━━━ PASSAGE SHOWN
The states and territories then announce their own winners — four in each — with those 32 local recipients in the running for the national AOTY awards. 

“They all come to Canberra in January and they’re here for a wonderful three-day program,” Mr Fraser said.

“Many of them say it’s the most incredible thing they’ve ever done in their lives. 

“They get to go to a morning tea with the prime minister, to the governor-general’s residence and, of course, there’s the awards ceremony.”

An ‘incredible’ experience

Wildlife conservation biologist Tiahni Adamson was awarded South Australia’s Young Australian of the Year in 2024 and became a contender for the national award, which was ultimately won by multiple Olympic medallist Emma McKeon.

Prime Minister Anthony Albanese meets 2024 SA Young Australian of the Year Tiahni Adamson.(Supplied: NADC)

She described visiting The Lodge as an incredible experience.

“My favourite part of the awards was actually being around all the other nominees and finalists, hearing their stories, and having conversations with them,” Ms Adamson said.
━━━━━━
━━━ DATA EXCERPTS
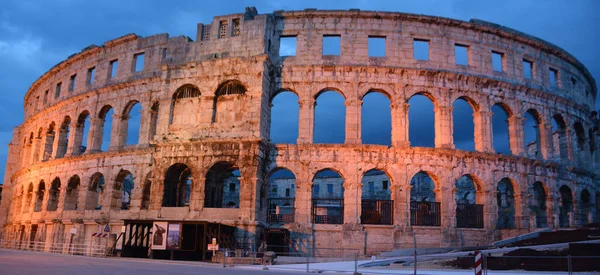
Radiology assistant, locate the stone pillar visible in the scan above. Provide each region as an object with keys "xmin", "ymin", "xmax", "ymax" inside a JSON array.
[
  {"xmin": 434, "ymin": 105, "xmax": 454, "ymax": 148},
  {"xmin": 344, "ymin": 99, "xmax": 362, "ymax": 144},
  {"xmin": 473, "ymin": 110, "xmax": 494, "ymax": 153},
  {"xmin": 297, "ymin": 98, "xmax": 315, "ymax": 144},
  {"xmin": 390, "ymin": 103, "xmax": 410, "ymax": 148},
  {"xmin": 508, "ymin": 114, "xmax": 525, "ymax": 156},
  {"xmin": 108, "ymin": 113, "xmax": 129, "ymax": 151}
]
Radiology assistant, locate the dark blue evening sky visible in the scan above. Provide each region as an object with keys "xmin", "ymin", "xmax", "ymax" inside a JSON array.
[{"xmin": 0, "ymin": 0, "xmax": 600, "ymax": 182}]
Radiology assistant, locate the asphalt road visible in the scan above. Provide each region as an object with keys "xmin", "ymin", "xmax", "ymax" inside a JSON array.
[{"xmin": 0, "ymin": 249, "xmax": 298, "ymax": 275}]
━━━━━━
Duplicate the passage on the Australian of the Year awards word for word, starting with "The states and" and going on through "Tiahni Adamson.(Supplied: NADC)".

**SOLVED EXERCISE**
The states and territories then announce their own winners — four in each — with those 32 local recipients in the running for the national AOTY awards. 

“They all come to Canberra in January and they’re here for a wonderful three-day program,” Mr Fraser said.

“Many of them say it’s the most incredible thing they’ve ever done in their lives. 

“They get to go to a morning tea with the prime minister, to the governor-general’s residence and, of course, there’s the awards ceremony.”

An ‘incredible’ experience

Wildlife conservation biologist Tiahni Adamson was awarded South Australia’s Young Australian of the Year in 2024 and became a contender for the national award, which was ultimately won by multiple Olympic medallist Emma McKeon.

Prime Minister Anthony Albanese meets 2024 SA Young Australian of the Year Tiahni Adamson.(Supplied: NADC)